### INSTRUCTIONS
- a) Reproduce the court order word for word, everything from "February 22, 1999" down to "defendant's police department.".
- b) Express the listing as a JSON list of strings, one string per line with blank lines left out, covering everything from the start of the listing down to the line containing "Give the mask".

### PAGE TEXT

United States District Court, D. South Carolina, Anderson Division
Feb 22, 1999
Civil Action No. 8:98-1996-13AK, Civil Action No. 8:98-3450-13AK (D.S.C. Feb. 22, 1999)

Opinion

Civil Action No. 8:98-1996-13AK, Civil Action No. 8:98-3450-13AK

February 22, 1999


ORDER


This matter is before the court on the plaintiffs' motion for joinder and the defendant's motion to sever. The defendant is a municipality located in South Carolina, with different divisions including Public Safety, which encompasses the City of Anderson Police Department. The plaintiffs in these actions consist of a group of six current employees and one former employee of the defendant's police department.

FACTS PRESENTED

The first action, C.A. 8:98-1996-13AK, was filed by plaintiffs Donnie Blassingame and Michael Bracone. Blassingame is a black male who is employed as a police officer in the community patrol division. He has brought claims for breach of contract, breach of the covenant of good faith and fair dealing, race discrimination in employment pursuant to Title VII of the Civil Rights Act of 1964, and violation of the whistleblower provisions of Section 8-27-10, et seq. of the South Carolina Code of Laws. Blassingame's specific complaints relate to an incident on June 1, 1997, when he was allegedly told by a coworker that another coworker got to attend a radar training course before Blassingame because the other coworker was white. Def. mem., ex. A.

Plaintiff Bracone, who is a white male also employed in the community patrol division, has brought claims for breach of contract, breach of the covenant of good faith and fair dealing, race discrimination in employment pursuant to Title VII of the Civil Rights Act of 1964, and violation of the whistleblower provisions of Section 8-27-10, et seq. of the South Carolina Code of Laws. He argues that because he is closely associated with blacks, he should therefore receive the same protections as that class. He claims that on June 6, 1997, he was called a "nigger lover" by a white coworker because of his interracial dating. When he complained to a supervisor, he was involuntarily transferred to another shift. Def. mem., ex. B.

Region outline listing
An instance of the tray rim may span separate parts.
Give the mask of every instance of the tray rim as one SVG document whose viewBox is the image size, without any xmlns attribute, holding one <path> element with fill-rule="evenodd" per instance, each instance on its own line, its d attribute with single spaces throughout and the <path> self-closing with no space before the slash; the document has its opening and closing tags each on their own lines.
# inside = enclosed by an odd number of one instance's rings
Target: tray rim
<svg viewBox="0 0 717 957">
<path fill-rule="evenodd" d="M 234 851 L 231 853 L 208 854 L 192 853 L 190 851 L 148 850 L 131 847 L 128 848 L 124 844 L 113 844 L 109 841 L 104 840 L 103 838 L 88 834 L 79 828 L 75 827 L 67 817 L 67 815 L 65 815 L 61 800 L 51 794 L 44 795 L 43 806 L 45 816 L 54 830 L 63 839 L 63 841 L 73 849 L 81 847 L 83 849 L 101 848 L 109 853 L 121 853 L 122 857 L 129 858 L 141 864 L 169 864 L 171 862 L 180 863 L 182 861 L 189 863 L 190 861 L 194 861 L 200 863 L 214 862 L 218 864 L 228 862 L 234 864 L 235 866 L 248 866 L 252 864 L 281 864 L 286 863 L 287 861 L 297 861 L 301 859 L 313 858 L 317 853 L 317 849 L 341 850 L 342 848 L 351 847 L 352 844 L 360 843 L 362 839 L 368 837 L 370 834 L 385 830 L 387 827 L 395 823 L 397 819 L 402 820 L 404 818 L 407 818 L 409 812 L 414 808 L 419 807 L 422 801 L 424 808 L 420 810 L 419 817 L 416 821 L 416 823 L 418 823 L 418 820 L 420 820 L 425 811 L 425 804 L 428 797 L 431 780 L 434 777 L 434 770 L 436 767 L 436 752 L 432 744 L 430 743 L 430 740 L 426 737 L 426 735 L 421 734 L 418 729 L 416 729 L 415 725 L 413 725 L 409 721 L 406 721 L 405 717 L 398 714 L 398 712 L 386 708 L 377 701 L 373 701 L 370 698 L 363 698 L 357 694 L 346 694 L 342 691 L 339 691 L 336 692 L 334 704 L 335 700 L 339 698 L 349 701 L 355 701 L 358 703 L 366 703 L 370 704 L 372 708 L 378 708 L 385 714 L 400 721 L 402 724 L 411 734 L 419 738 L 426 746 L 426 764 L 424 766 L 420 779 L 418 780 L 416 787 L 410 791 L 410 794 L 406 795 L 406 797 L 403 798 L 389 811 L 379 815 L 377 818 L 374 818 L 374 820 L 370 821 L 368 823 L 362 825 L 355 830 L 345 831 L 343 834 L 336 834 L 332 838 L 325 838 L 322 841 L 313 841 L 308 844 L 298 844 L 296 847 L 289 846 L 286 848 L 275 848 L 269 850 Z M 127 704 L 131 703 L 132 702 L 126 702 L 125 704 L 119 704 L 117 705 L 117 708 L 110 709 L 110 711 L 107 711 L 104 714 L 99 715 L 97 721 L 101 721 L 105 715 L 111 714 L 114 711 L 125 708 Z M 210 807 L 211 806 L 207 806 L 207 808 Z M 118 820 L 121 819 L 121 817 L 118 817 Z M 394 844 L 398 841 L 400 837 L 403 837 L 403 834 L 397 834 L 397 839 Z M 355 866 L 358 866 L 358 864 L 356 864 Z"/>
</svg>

### TASK-BY-TASK SOLUTIONS
- a)
February 22, 1999


ORDER


This matter is before the court on the plaintiffs' motion for joinder and the defendant's motion to sever. The defendant is a municipality located in South Carolina, with different divisions including Public Safety, which encompasses the City of Anderson Police Department. The plaintiffs in these actions consist of a group of six current employees and one former employee of the defendant's police department.

- b)
[
  "An instance of the tray rim may span separate parts.",
  "Give the mask of every instance of the tray rim as one SVG document whose viewBox is the image size, without any xmlns attribute, holding one <path> element with fill-rule=\"evenodd\" per instance, each instance on its own line, its d attribute with single spaces throughout and the <path> self-closing with no space before the slash; the document has its opening and closing tags each on their own lines."
]